- _ЗАДАНИЕ 1_: Выберите из строк, приведенных после отрывка, все строки, в которых встречается слово «parked». Регистр букв учитывается.

- _ОТРЫВОК_:
Лицемерие, фальсификация, догматические натяжки (якобы с благими целями) являются естественной составляющей санкционированного псевдокритического процесса. Как и имитация процветающей жизни, так и имитация свободной критической мысли, подобно правилам определенной игры, принимается всеми ее участниками. Иначе не выжить. В уже упоминавшейся статье Д. Оруэлла «Литература и тоталитаризм» все это изложенно предельно точно и просто: «Особенность тоталитарного государства та, что, контролируя мысль, оно не фиксирует ее на чем-то одном. Выдвигаются догмы, не подлежащие обсуждению, однако изменяемые со дня на день. Догмы нужны, поскольку нужно абсолютное повиновение подданных, однако невозможно обойтись без коррективов, диктуемых потребностями политики власть предержащих»28. Именно здесь, в царстве догм, кроется источник многих периодически возникавших в сфере искусства художественно-идеологических кампаний по разным поводам: то борьба с «формализмом», то с «низкопоклонством перед Западом», то с «буржуазным модернизмом» или «космополитизмом»… Слова-догмы, подобно гоголевскому Носу, начинали жить своей жизнью, вырастая до гигантских значений.

Такой критической деятельности надо было учить, и уже во второй половине 20-х годов в Московской консерватории организуется «семинарий по музыкальной критике». Цель его, судя по опубликованному проекту, была сугубо идеологической: «выработка методологических основ марксистской критики музыкального творчества», при помощи которых молодой профессионал должен уметь «найти правильный способ увязки повседневной работы музыкального рецензента с общими задачами художественно-идеологической работы»29.

- _ЗАПИСИ_:
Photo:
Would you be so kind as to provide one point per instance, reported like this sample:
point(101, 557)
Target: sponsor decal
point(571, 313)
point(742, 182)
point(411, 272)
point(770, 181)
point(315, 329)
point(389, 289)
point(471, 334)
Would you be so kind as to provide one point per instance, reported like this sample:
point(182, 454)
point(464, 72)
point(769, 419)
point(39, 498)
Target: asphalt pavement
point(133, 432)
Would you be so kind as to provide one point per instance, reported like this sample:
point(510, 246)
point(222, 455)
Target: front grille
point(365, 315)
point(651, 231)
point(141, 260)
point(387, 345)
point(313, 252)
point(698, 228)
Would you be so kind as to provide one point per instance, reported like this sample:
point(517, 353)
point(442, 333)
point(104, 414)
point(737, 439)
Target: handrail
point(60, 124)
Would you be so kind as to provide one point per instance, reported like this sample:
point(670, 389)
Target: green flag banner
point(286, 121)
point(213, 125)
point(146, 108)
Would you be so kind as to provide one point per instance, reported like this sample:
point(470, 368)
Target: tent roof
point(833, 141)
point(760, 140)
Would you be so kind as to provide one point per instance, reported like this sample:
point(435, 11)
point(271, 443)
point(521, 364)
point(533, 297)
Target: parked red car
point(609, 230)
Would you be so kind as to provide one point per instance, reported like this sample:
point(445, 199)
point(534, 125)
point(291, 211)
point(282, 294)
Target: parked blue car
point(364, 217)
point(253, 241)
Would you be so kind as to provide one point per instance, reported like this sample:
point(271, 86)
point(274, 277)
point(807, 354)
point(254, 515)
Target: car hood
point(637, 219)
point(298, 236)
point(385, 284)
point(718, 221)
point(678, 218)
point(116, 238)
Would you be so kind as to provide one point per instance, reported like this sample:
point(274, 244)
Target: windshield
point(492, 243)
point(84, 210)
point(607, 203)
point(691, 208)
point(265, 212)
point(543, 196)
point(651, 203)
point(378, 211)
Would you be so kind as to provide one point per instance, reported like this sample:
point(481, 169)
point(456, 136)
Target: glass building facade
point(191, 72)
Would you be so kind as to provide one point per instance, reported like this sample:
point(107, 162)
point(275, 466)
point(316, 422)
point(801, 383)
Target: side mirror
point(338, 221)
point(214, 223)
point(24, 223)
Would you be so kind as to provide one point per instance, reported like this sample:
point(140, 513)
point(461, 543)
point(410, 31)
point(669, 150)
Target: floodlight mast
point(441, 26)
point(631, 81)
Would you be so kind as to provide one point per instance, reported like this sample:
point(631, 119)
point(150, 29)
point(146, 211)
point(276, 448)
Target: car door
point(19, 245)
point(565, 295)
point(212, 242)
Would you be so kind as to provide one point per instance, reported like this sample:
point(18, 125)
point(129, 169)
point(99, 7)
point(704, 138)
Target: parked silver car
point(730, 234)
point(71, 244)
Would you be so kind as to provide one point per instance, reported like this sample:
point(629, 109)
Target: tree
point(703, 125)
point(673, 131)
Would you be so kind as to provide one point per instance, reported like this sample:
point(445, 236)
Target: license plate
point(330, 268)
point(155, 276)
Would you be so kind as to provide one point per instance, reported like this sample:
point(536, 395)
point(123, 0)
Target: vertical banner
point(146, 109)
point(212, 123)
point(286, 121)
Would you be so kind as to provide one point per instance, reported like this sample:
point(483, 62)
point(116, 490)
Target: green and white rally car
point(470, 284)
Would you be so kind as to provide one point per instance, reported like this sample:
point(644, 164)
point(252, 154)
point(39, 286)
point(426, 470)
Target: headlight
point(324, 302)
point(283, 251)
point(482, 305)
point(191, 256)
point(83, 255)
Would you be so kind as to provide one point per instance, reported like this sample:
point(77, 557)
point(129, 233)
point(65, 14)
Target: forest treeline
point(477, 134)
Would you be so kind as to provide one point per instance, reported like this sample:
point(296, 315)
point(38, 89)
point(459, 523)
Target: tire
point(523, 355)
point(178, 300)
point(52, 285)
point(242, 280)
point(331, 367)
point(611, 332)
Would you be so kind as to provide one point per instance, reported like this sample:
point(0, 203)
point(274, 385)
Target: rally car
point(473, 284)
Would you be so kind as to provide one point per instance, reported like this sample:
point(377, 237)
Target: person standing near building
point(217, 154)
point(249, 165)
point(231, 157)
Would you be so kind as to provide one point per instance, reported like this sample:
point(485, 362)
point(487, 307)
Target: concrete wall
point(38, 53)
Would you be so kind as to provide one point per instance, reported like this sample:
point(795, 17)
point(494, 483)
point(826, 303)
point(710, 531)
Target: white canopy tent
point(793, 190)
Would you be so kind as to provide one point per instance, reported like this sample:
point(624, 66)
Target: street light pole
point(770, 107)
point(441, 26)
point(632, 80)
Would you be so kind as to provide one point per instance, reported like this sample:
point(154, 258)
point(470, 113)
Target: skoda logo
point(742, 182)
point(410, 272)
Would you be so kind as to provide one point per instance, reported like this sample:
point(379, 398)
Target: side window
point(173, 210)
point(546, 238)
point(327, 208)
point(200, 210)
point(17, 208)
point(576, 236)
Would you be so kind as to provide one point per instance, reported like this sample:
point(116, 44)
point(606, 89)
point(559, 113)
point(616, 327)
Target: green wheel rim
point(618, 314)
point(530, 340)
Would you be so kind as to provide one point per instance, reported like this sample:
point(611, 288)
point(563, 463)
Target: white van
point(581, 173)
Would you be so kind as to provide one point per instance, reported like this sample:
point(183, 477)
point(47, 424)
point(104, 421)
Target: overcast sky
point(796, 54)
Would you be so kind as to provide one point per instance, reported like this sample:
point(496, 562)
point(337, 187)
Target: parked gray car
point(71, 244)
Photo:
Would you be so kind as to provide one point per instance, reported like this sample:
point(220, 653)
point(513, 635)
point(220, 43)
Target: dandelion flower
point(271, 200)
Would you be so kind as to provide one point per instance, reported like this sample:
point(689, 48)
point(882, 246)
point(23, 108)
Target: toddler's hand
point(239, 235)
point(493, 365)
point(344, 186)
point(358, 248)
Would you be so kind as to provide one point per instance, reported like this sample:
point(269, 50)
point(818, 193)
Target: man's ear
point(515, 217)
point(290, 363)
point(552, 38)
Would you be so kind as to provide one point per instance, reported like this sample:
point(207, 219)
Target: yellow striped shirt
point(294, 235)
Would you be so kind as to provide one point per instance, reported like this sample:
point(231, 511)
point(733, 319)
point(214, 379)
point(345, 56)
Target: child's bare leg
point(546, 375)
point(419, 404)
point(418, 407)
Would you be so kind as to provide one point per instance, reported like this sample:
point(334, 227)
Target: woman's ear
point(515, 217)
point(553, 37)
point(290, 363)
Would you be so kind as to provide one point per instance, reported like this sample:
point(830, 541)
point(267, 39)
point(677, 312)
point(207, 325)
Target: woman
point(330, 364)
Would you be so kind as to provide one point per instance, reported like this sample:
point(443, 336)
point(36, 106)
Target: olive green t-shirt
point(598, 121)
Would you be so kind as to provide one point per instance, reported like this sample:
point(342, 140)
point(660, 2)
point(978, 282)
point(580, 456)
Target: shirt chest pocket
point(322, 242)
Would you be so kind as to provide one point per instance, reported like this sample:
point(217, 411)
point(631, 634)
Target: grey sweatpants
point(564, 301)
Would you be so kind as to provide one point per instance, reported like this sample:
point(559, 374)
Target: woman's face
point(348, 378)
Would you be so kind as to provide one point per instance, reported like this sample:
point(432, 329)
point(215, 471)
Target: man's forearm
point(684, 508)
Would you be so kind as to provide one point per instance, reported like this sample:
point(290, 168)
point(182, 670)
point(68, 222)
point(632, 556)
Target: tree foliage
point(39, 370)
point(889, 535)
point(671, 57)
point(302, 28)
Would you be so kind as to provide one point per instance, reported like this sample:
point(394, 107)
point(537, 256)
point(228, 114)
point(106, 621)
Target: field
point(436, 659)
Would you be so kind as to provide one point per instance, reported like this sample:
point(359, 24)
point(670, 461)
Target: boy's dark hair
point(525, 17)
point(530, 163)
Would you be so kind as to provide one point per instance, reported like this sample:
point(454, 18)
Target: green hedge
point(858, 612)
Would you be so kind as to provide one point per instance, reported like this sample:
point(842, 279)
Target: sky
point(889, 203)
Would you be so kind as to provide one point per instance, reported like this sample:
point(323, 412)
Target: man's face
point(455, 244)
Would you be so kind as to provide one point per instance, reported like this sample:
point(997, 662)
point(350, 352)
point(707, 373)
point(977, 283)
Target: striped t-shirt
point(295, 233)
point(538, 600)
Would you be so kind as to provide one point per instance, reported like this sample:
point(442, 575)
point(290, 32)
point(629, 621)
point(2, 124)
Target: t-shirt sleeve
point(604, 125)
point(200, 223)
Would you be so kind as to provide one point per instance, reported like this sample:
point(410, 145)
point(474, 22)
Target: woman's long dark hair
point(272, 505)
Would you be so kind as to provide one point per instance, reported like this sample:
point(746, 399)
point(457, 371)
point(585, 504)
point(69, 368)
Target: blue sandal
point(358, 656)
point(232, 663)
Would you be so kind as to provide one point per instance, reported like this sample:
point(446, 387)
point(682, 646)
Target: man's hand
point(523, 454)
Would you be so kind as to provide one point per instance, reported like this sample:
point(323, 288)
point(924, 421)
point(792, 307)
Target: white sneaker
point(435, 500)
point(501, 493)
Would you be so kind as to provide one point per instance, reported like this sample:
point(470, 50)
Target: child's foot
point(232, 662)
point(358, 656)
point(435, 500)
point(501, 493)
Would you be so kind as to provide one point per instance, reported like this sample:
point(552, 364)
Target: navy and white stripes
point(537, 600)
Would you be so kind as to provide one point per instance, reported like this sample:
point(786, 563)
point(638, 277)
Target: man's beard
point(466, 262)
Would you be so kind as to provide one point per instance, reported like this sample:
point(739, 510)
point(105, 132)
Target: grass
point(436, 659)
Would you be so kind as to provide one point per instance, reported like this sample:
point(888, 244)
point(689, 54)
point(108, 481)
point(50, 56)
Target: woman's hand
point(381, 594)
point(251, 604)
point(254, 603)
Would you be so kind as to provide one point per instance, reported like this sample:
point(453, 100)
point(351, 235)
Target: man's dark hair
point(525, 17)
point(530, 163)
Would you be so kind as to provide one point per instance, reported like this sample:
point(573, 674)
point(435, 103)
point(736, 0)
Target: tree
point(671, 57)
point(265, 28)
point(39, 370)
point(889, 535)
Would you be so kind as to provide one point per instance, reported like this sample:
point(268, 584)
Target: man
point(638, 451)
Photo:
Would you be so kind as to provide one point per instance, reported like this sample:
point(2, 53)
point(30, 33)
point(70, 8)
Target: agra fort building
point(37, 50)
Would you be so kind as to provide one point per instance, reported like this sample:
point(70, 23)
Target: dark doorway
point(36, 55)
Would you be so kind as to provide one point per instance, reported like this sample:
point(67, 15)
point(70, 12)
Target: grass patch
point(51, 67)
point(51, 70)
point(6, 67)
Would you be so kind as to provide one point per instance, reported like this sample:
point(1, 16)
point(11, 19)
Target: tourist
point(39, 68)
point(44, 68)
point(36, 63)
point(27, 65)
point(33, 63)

- _ЗАДАНИЕ 2_: Кратко перескажите отрывок выше в двух предложениях.

- _ОТВЕТ 1_:
Target: parked red car
Target: parked blue car
Target: parked silver car
Target: parked gray car

- _ОТВЕТ 2_: Лицемерие и фальсификация являются естественной составляющей санкционированного псевдокритического процесса, а имитация свободной критической мысли принимается всеми его участниками как правила игры. Со ссылкой на статью Оруэлла «Литература и тоталитаризм» показано, что в меняющихся догмах кроется источник художественно-идеологических кампаний, и сказано, что такой критике учил организованный во второй половине 20-х годов в Московской консерватории семинарий по музыкальной критике с сугубо идеологической целью.